__Texto del ejercicio__
• • • • • • •
Ochenta y uno años pasaron de aquel fatídico 15 de enero de 1944, día en que la historia de nuestra provincia registra en su devenir un antes y un después. En este breve relato se pretende rescatar a través de la tradición oral uno de esos tantos hechos heroicos que protagonizaron miles de familias sanjuaninas afectadas por el siniestro. Esta es la historia de mi abuela paterna, doña Antonia Guerrero, una mujer de raigambre hispánica que residía en aquel entonces en una modesta propiedad ubicada en el departamento de Chimbas, sobre la actual calle Salta, en ese entonces Las Tapias.
Había llevado una vida difícil, quizá signada por el infortunio. A temprana edad enviudó, dedicándose a la crianza de sus seis hijos, conjuntamente a tutelar la austera producción de su finca.
Aquel aciago atardecer cuando la tierra embravecida comenzó a “galopar”, la primera y natural actitud que afloró en su instinto materno fue la de salvar a sus hijos de la catástrofe.
• • • • • • •
__Acciones a realizar__
a: En el relato sobre doña Antonia Guerrero, ¿qué circunstancia la llevó a dedicarse a criar a sus seis hijos y a tutelar la producción de su finca? Responde en una a tres oraciones.
b: Continúa el relato sobre doña Antonia Guerrero a partir de su última oración.
No es necesario consultar el material.

__Material extraído__
• • • • • • •
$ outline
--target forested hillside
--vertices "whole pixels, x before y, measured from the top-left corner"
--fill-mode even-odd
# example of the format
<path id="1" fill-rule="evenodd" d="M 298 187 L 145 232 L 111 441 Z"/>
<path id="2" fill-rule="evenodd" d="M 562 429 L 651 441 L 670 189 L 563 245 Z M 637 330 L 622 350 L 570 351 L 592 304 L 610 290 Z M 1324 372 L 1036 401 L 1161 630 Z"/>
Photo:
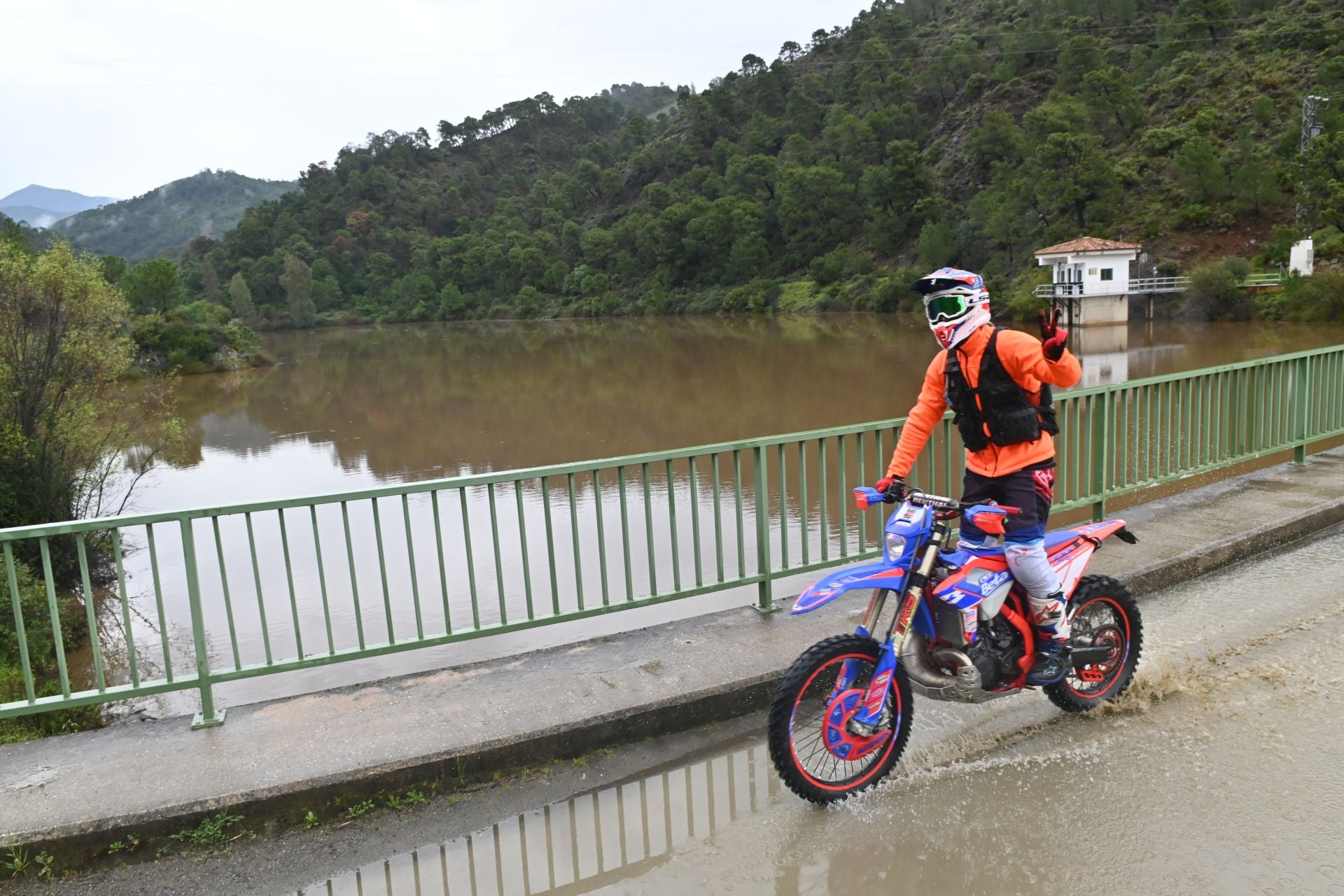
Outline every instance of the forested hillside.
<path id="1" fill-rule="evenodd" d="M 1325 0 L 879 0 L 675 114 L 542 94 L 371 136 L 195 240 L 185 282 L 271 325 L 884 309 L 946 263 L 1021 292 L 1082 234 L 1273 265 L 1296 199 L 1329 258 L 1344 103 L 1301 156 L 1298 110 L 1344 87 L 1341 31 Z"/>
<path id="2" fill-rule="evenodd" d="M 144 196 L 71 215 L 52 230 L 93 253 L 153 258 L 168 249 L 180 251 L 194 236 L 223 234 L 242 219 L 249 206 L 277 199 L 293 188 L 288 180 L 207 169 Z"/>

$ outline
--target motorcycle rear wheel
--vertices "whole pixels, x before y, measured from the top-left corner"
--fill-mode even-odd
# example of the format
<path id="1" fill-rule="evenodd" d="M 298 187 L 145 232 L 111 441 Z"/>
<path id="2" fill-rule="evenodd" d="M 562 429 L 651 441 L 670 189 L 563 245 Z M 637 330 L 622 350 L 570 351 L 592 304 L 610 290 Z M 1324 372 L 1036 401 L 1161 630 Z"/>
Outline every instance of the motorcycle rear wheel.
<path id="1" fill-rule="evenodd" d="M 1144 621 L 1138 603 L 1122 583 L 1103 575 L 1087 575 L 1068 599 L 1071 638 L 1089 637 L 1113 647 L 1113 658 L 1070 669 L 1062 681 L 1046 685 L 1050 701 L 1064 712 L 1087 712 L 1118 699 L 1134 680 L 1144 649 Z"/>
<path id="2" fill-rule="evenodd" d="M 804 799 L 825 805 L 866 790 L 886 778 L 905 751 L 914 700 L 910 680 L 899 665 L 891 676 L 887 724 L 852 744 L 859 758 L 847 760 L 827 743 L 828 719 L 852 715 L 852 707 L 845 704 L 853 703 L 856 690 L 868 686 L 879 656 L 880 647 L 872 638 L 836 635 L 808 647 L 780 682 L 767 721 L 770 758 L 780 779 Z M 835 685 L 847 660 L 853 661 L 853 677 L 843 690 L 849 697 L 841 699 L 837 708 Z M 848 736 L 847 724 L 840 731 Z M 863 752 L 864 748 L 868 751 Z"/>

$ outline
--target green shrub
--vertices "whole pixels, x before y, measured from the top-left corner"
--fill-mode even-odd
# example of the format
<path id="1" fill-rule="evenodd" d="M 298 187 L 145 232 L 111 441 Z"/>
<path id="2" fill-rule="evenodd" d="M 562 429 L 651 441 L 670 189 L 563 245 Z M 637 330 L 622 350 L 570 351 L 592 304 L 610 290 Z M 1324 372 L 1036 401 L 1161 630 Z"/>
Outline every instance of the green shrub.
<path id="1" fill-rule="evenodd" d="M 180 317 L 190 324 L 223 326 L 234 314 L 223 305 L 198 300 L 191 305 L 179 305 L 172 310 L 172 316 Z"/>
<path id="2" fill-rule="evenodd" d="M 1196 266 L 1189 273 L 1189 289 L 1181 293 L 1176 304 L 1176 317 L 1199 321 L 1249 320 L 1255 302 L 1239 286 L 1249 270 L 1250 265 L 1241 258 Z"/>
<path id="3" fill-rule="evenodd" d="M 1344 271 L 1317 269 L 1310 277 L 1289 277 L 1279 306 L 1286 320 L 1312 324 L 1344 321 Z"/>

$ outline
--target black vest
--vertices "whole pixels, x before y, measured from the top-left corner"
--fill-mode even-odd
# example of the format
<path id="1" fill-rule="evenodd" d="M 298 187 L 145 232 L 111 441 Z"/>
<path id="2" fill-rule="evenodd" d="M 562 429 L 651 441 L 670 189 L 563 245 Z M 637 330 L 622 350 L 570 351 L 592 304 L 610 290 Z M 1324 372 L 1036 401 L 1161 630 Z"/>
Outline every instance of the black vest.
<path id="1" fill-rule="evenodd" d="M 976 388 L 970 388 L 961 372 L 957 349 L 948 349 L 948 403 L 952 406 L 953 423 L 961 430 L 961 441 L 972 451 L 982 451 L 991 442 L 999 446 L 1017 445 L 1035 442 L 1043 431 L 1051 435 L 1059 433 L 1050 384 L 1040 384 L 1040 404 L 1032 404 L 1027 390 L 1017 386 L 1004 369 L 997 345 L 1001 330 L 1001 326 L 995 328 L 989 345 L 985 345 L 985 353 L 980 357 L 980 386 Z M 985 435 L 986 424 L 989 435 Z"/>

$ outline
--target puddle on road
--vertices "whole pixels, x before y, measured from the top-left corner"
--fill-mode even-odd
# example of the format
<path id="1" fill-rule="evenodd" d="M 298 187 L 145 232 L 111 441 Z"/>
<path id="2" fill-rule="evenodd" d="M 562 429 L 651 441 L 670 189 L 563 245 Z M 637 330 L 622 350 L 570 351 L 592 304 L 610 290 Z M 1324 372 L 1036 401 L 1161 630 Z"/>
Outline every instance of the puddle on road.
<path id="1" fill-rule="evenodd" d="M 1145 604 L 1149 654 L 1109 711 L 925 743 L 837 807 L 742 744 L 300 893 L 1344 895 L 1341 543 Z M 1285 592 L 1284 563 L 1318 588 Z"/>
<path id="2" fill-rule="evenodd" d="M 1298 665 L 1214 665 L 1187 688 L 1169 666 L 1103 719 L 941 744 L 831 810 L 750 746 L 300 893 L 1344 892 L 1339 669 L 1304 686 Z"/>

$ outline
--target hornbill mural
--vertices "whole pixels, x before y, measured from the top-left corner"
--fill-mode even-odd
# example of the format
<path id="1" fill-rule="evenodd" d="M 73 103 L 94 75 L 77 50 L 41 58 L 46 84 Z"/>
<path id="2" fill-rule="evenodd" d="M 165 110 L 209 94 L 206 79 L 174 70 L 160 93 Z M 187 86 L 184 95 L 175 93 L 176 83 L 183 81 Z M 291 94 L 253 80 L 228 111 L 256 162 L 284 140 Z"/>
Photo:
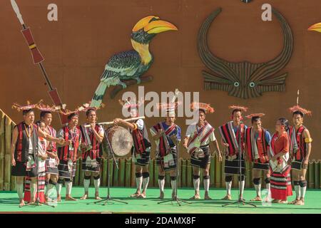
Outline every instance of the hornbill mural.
• • • • • • •
__Respuestas__
a: Enviudó a temprana edad. Desde entonces se dedicó a la crianza de sus seis hijos y, al mismo tiempo, a tutelar la austera producción de su finca.

b:
Rescate heroico
Afortunadamente cinco de ellos estaban ilesos. Pero justamente una sus hijas, postrada por una enfermedad, había quedado atrapada en la robusta casona de adobe. Fue entonces cuando en una intrépida disposición se aprestó a rescatarla. Doña Antonia con gran esfuerzo logró su propósito, salvando a su hija de una muerte segura, ubicándola bajo la protección de un providencial “ligustro”. Lamentablemente, durante el rescate, se derrumbó una pared que le ocasionó mortales heridas.
Al concluir aquellos momentos apocalípticos y siendo ya la medianoche algunos de sus hijos la brindaron dentro de sus posibilidades, algunos auxilios, pero las heridas eran mortales.
Unos vecinos en un carro pudieron llevarla en una improvisada camilla hasta el Hospital Rawson, realizando un obstaculizado derrotero.
Cremación masiva
Aquella fue la última vez que la vieron con vida. A tan tremendo drama se sumaba otra circunstancia desdichada: su cuerpo como otros tantos fue cremado por razones sanitarias.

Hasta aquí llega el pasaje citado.